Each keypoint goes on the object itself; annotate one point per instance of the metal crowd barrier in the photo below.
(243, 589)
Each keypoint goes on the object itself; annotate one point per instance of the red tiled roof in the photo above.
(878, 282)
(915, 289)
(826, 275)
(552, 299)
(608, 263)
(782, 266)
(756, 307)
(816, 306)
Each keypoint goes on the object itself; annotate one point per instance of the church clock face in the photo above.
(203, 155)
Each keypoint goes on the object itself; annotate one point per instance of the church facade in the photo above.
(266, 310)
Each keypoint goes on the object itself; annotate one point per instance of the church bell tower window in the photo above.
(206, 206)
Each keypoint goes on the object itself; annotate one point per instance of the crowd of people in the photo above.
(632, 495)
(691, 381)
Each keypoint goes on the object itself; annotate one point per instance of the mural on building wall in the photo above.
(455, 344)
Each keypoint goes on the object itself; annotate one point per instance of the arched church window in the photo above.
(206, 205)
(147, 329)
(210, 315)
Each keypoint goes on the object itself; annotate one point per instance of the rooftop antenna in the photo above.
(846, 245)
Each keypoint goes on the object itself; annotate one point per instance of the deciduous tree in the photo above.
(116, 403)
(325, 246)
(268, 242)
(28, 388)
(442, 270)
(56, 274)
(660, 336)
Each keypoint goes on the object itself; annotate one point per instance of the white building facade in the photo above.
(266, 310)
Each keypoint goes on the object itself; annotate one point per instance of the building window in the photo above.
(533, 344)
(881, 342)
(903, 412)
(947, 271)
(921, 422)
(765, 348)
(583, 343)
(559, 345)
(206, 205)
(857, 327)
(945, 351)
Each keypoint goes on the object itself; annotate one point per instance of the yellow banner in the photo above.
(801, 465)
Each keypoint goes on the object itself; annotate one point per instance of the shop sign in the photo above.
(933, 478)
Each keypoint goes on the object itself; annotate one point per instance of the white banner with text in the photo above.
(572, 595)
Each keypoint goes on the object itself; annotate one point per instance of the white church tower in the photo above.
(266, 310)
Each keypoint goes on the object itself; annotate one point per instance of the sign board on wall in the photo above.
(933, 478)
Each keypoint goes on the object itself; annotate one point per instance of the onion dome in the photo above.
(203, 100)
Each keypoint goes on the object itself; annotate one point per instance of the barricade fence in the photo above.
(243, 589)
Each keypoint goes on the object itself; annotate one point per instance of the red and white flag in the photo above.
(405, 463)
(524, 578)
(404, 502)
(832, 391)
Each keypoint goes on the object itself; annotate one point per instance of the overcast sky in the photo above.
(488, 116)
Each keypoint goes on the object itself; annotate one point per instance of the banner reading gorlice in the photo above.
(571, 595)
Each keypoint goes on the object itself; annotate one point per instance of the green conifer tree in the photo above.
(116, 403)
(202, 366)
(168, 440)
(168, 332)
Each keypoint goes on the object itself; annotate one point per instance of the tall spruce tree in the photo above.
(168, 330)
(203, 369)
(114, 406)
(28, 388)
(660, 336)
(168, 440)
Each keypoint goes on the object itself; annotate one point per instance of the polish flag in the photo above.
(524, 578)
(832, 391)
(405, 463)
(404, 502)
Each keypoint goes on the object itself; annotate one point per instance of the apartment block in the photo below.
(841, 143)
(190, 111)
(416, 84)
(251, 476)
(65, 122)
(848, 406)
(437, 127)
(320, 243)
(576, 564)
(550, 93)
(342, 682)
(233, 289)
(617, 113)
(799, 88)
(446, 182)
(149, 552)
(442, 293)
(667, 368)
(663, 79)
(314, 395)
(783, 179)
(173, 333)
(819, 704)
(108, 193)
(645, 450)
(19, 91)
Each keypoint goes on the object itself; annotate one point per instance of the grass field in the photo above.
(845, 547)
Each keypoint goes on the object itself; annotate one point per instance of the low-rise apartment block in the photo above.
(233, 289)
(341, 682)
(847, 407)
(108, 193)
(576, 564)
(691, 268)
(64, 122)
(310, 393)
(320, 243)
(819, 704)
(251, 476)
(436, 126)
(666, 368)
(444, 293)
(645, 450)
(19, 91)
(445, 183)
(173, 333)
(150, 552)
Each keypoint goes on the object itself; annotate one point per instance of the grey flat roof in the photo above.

- - - - - - -

Could every record be printed again exactly as it reads?

* Task result
Each keypoint goes on the object itself; annotate one point per instance of the metal crowd barrier in the photo below.
(243, 589)
Each keypoint goes on the object itself; annotate one point per instance of the red tiled roof in the photo above.
(878, 282)
(915, 289)
(826, 275)
(552, 299)
(608, 263)
(782, 266)
(756, 307)
(816, 306)
Each keypoint goes on the object itself; annotate one point per instance of the church clock face in the photo above.
(203, 155)
Each keypoint goes on the object itself; annotate one point per instance of the church facade in the photo above.
(266, 310)
Each keypoint goes on the object itself; annotate one point per instance of the church bell tower window in the photo above.
(206, 206)
Each keypoint goes on the object itself; annotate one point per instance of the crowd of people in the photo above.
(632, 495)
(691, 381)
Each keypoint goes on the object itself; annotate one point per instance of the mural on building wall in the photo above.
(455, 344)
Each keypoint goes on the object itself; annotate one point per instance of the arched church window in the photo above.
(206, 205)
(147, 329)
(210, 315)
Each keypoint goes on the object itself; annotate one point per instance of the rooftop antenna in the photo above.
(846, 245)
Each keypoint goes on the object itself; annotate one point per instance of the deciduous tree in the photo above.
(116, 403)
(325, 246)
(268, 242)
(28, 388)
(442, 270)
(56, 274)
(660, 336)
Each keypoint goes on the object itself; annotate one point per instance of the white building facade in the photo above.
(266, 310)
Each keypoint goes on the object itself; annotate one point per instance of the building window in the photo above.
(533, 344)
(881, 342)
(903, 412)
(947, 271)
(921, 422)
(765, 348)
(583, 343)
(559, 345)
(206, 205)
(857, 327)
(945, 351)
Each keypoint goes on the object itself; annotate one point per instance of the yellow banner in the photo above.
(801, 465)
Each keypoint goes on the object itself; annotate one point per instance of the shop sign in the photo above.
(933, 478)
Each keypoint goes on the object itself; annotate one point per instance of the white banner with text in the photo above.
(572, 595)
Each keypoint goes on the object itself; annotate one point per instance of the white church tower in the photo above.
(266, 310)
Each keypoint goes on the object itself; annotate one point per instance of the sign board on wall in the photo above.
(933, 478)
Each keypoint goes on the object itself; annotate one point per instance of the onion dome in the photo above.
(203, 100)
Each keypoint goes on the object itself; annotate one point per instance of the barricade fence in the photo above.
(243, 589)
Each keypoint goes on the object itself; annotate one point per instance of the red and white flag in the photo above.
(405, 463)
(524, 578)
(404, 502)
(832, 391)
Each keypoint goes on the object itself; annotate one point per instance of the overcast sky in the photo above.
(488, 116)
Each keypoint goes on the object itself; annotate one point per instance of the banner reading gorlice in the photo above.
(571, 595)
Each keypoint goes on the object itself; annotate one point per instance of the green conifer tree in the photo above.
(116, 403)
(202, 366)
(168, 440)
(168, 332)
Each keypoint goes on the object itself; annotate one point per instance of the tall spruce tree in the photo above.
(168, 330)
(203, 369)
(114, 406)
(28, 388)
(660, 336)
(168, 440)
Each keypoint goes on the object itself; annotate one point per instance of the polish flag in the photo above.
(524, 578)
(832, 391)
(405, 463)
(404, 502)
Each keypoint goes on the object itself; annotate one point per instance of the apartment block in the photo below.
(841, 143)
(190, 111)
(416, 84)
(251, 476)
(65, 122)
(848, 406)
(437, 127)
(320, 243)
(576, 564)
(550, 93)
(342, 682)
(233, 289)
(617, 113)
(799, 88)
(446, 182)
(149, 552)
(442, 293)
(667, 368)
(663, 79)
(314, 395)
(783, 179)
(173, 333)
(819, 704)
(108, 193)
(645, 450)
(19, 91)
Each keypoint goes on the object itself; annotate one point per instance of the grass field in the photo above.
(845, 547)
Each keypoint goes on the object itself; annotate one point per instance of the low-rise apartment block in the photo above.
(233, 289)
(341, 682)
(847, 407)
(108, 193)
(576, 564)
(691, 268)
(64, 122)
(310, 393)
(320, 243)
(819, 704)
(251, 476)
(436, 126)
(666, 368)
(444, 293)
(645, 450)
(19, 91)
(445, 183)
(173, 333)
(150, 552)
Each keypoint goes on the object itself; annotate one point per instance of the grey flat roof in the photo above.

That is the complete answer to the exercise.